[Excerpt from a dataset]
** START **
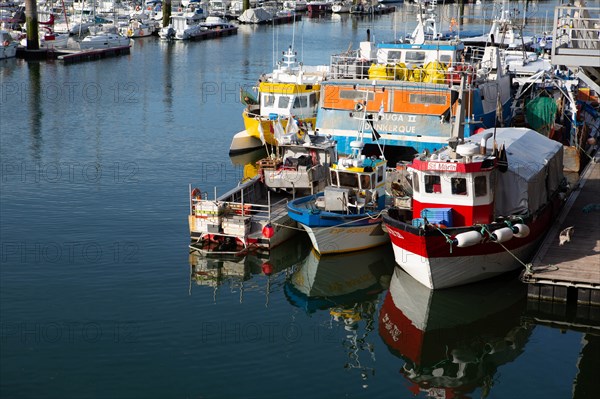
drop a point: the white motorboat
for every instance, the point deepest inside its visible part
(183, 26)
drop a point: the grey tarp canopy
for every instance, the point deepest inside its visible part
(535, 170)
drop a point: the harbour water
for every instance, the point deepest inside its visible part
(99, 296)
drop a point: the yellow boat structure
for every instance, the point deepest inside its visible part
(292, 90)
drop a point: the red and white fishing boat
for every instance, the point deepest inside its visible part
(475, 213)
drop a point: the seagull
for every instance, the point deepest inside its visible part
(565, 235)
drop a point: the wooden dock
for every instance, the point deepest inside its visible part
(71, 56)
(571, 271)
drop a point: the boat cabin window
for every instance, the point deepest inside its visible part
(284, 102)
(334, 179)
(394, 56)
(433, 184)
(480, 186)
(445, 59)
(416, 182)
(459, 185)
(380, 175)
(356, 95)
(365, 182)
(348, 179)
(415, 57)
(300, 102)
(269, 100)
(421, 98)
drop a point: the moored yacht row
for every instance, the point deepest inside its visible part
(426, 157)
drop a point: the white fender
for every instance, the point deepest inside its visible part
(467, 239)
(502, 235)
(521, 230)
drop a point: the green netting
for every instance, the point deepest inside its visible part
(541, 113)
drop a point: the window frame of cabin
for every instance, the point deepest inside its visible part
(477, 187)
(334, 178)
(416, 184)
(268, 100)
(380, 175)
(459, 190)
(285, 99)
(298, 100)
(348, 177)
(356, 95)
(419, 60)
(366, 181)
(391, 55)
(313, 100)
(429, 185)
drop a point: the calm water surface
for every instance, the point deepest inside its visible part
(99, 296)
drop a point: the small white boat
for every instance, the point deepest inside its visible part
(346, 216)
(183, 26)
(8, 47)
(255, 16)
(295, 5)
(340, 7)
(137, 28)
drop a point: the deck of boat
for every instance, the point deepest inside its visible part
(558, 272)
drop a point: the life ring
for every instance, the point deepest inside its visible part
(196, 193)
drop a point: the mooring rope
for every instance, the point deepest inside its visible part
(527, 266)
(337, 225)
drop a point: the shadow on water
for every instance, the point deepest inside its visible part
(35, 109)
(348, 287)
(248, 272)
(453, 341)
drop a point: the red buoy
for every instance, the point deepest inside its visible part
(267, 268)
(268, 231)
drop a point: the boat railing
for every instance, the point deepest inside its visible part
(246, 200)
(348, 67)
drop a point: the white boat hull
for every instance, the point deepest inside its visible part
(243, 142)
(436, 273)
(332, 240)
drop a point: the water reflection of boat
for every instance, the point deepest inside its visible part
(348, 286)
(234, 270)
(454, 340)
(329, 281)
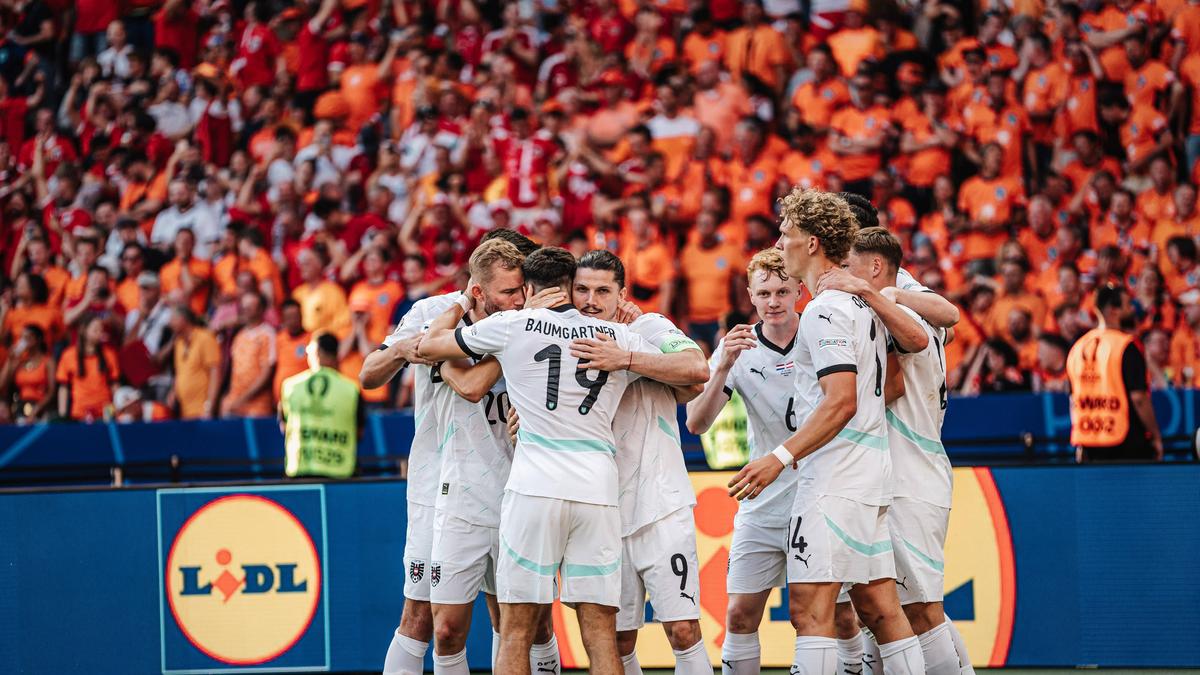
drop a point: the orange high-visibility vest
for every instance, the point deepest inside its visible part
(1099, 405)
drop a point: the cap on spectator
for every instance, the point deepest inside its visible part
(911, 72)
(148, 280)
(330, 105)
(126, 396)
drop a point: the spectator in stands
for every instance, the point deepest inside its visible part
(87, 372)
(28, 377)
(252, 358)
(197, 366)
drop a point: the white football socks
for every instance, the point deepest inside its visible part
(451, 663)
(815, 656)
(544, 658)
(741, 655)
(406, 656)
(693, 661)
(629, 662)
(903, 657)
(850, 656)
(937, 647)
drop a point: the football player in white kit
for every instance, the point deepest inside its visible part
(559, 512)
(657, 497)
(757, 362)
(411, 641)
(471, 405)
(843, 491)
(921, 476)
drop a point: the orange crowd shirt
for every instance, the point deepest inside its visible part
(90, 388)
(253, 351)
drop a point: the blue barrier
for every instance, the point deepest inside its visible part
(978, 430)
(1090, 566)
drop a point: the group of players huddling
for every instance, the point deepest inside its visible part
(546, 459)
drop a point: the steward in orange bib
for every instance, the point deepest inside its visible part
(1110, 412)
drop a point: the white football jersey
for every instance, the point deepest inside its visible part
(565, 447)
(477, 455)
(649, 459)
(766, 378)
(424, 458)
(921, 470)
(839, 333)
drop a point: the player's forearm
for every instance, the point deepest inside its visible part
(933, 308)
(907, 333)
(381, 365)
(472, 382)
(682, 369)
(703, 410)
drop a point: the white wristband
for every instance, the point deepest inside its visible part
(784, 455)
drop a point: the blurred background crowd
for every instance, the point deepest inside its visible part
(190, 190)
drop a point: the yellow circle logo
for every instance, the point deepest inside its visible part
(243, 579)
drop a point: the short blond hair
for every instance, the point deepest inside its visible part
(823, 215)
(490, 254)
(766, 263)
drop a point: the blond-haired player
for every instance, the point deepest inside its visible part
(759, 362)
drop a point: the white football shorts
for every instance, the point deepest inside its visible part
(660, 559)
(838, 539)
(418, 548)
(541, 537)
(757, 557)
(462, 561)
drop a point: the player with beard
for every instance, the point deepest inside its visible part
(559, 512)
(407, 649)
(843, 491)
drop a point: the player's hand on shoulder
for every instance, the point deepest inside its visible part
(739, 339)
(754, 477)
(840, 280)
(600, 353)
(546, 298)
(627, 312)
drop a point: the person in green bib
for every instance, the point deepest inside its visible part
(322, 416)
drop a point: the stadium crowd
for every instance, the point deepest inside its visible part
(190, 190)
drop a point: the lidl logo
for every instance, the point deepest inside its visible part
(244, 579)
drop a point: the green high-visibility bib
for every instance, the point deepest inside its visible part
(725, 442)
(321, 423)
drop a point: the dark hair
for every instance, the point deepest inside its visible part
(549, 267)
(605, 261)
(521, 242)
(327, 344)
(1109, 296)
(863, 209)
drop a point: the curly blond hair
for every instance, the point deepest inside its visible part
(766, 263)
(485, 257)
(823, 215)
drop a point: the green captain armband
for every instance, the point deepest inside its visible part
(678, 344)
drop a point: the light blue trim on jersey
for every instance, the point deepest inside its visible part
(567, 444)
(573, 569)
(928, 444)
(864, 438)
(923, 557)
(666, 429)
(865, 549)
(535, 567)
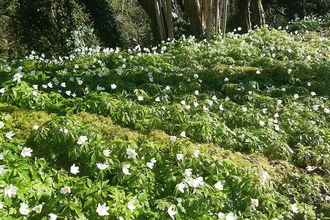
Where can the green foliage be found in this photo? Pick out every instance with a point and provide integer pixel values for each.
(184, 130)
** END **
## Stated task:
Retype the whole listing, keeping every line identical and omitting all pictures.

## Answer below:
drop a point: the white motorboat
for every instance, the point deepest inside its visible part
(183, 26)
drop a point: the grey tarp canopy
for every instance, the point deepest inside its visible part
(535, 170)
drop a point: the harbour water
for every instance, the point deepest inside its visible part
(99, 296)
drop a point: the yellow boat structure
for every instance, the point deepest inside its visible part
(292, 90)
drop a point: the red and white fishing boat
for every instance, the point deepest inside its visible part
(475, 213)
drop a point: the seagull
for every instance, the point deepest inside its visible part
(565, 235)
drop a point: the wooden dock
for every instance, the point deepest inside its visible part
(71, 56)
(571, 271)
drop a point: the boat cabin window
for every instance, the point deepest inside its visible part
(284, 102)
(334, 179)
(394, 56)
(433, 184)
(480, 186)
(445, 59)
(416, 182)
(459, 185)
(380, 175)
(356, 95)
(365, 182)
(348, 179)
(415, 57)
(300, 102)
(269, 100)
(421, 98)
drop a point: the moored yacht row
for every instance, the point deepest inside its visible part
(426, 157)
drop a point: the white fender
for every instance, the point deepest inside its visible part
(467, 239)
(502, 235)
(521, 230)
drop a point: the green netting
for every instance, the point deepest inside its visible part
(541, 113)
drop a point: the window frame of cabin
for every instance, the point deepest inside its visible part
(477, 187)
(334, 178)
(416, 184)
(268, 100)
(380, 175)
(459, 190)
(285, 99)
(298, 100)
(348, 177)
(356, 95)
(419, 60)
(366, 181)
(391, 55)
(313, 100)
(429, 185)
drop a point: the calm water surface
for every instance, the point deepest inside its visible part
(99, 296)
drop a point: the small white boat
for every instance, the point deepest inside its visible part
(346, 216)
(183, 26)
(8, 47)
(255, 16)
(295, 5)
(340, 7)
(137, 28)
drop a point: the deck of boat
for every instance, the point deepest inside its visible part
(558, 272)
drop a point: the life ring
for every instance, the point deepest inside its visible part
(196, 193)
drop a point: the mooring rope
for every instance, the point deepest inside its visible part
(527, 266)
(337, 225)
drop a point: the shadow on water
for every instance, the point deepest inside its visible part
(35, 109)
(348, 287)
(248, 272)
(453, 341)
drop a point: the red buoy
for every instance, the point deepest inside its visible part
(267, 268)
(268, 231)
drop a point: the boat railing
for every instance, the point deepest inside its visible part
(246, 200)
(348, 67)
drop a point: the white boat hull
for every instance, the point deepest inside its visible part
(243, 142)
(436, 273)
(332, 240)
drop a point: the water reflection of boat
for every instance, the point deepest inside its visible part
(348, 286)
(234, 270)
(454, 340)
(329, 281)
drop a point: the orange high-visibility vest
for every instance, the point deepest inside its visible part
(1099, 405)
drop a point: the cap on spectator
for every instance, the point deepest inside its visible part
(911, 72)
(148, 280)
(330, 105)
(126, 396)
drop a point: the spectator in stands
for every instance, the point deepest inside its visible part
(87, 372)
(28, 377)
(252, 358)
(197, 366)
drop a point: the white football socks
for every instance, the point deepest inside its visible part
(451, 663)
(815, 656)
(544, 658)
(741, 655)
(406, 656)
(693, 661)
(629, 662)
(903, 657)
(850, 656)
(937, 647)
drop a point: the football player in white kit
for every instance, the point deepest inside its visible part
(559, 512)
(657, 497)
(757, 362)
(411, 641)
(471, 405)
(843, 491)
(921, 476)
drop a point: the orange crowd shirt
for every instance, the point deepest inside its visible part
(90, 388)
(253, 351)
drop a point: the blue barrier
for every instance, the point deepest inside its visible part
(978, 430)
(1090, 566)
drop a point: the group of players huddling
for every instance, the point deepest inside its visible part
(546, 459)
drop a point: the steward in orange bib
for every instance, the point deepest inside its visible part
(1110, 412)
drop a point: the white football jersey
for every instance, the point deepest inside its visible part
(565, 447)
(477, 455)
(649, 459)
(766, 378)
(424, 458)
(921, 470)
(839, 333)
drop a point: the player's forearm
for every instance, the point deepest inside its visible part
(933, 308)
(907, 333)
(381, 365)
(472, 382)
(682, 369)
(703, 410)
drop a point: the white wristband
for every instance, the point deepest inside its visible part
(784, 455)
drop a point: the blurred background crowd
for every instance, the point deepest inside its visible part
(190, 190)
drop a point: the yellow circle logo
for every instance, the point deepest inside its visible part
(243, 579)
drop a point: the short blond hair
for every instance, the point deepest inside its visible part
(823, 215)
(490, 254)
(766, 263)
drop a point: the blond-haired player
for every instance, the point deepest inside its visible part
(759, 362)
drop a point: the white football shorts
for every instance, the point deepest inside its visible part
(660, 559)
(838, 539)
(418, 548)
(541, 537)
(757, 557)
(462, 561)
drop a point: the player with beard
for every instance, the point deepest inside its visible part
(559, 512)
(407, 649)
(843, 491)
drop a point: the player's hand on shoulder
for every instance, the point deepest inside its visible part
(739, 339)
(754, 477)
(840, 280)
(600, 353)
(546, 298)
(627, 312)
drop a point: the person in green bib
for every instance, the point deepest inside its visible part
(322, 416)
drop a point: the stadium crowd
for every instance, the point deepest inside its visible part
(190, 190)
drop a point: the lidl logo
for every instance, the point deepest inside its visible part
(244, 579)
drop a point: the green high-visibility bib
for every instance, the point deepest inside its visible part
(725, 442)
(321, 423)
drop a point: the dark hair
for every instance, the point deepest inside its visible part
(549, 267)
(605, 261)
(521, 242)
(327, 344)
(1109, 296)
(863, 209)
drop a point: the curly blond hair
for every instance, the point deepest inside its visible part
(766, 263)
(485, 257)
(823, 215)
drop a point: the green captain armband
for every instance, the point deepest inside its visible part
(678, 344)
drop a point: the light blue trim on jersey
for every instance, the point deepest inside its visible part
(567, 444)
(573, 569)
(928, 444)
(864, 438)
(923, 557)
(666, 429)
(865, 549)
(535, 567)
Where can the green foliage be found in this photo? Pick out every instance with a point and provide integer pixel values for each.
(184, 130)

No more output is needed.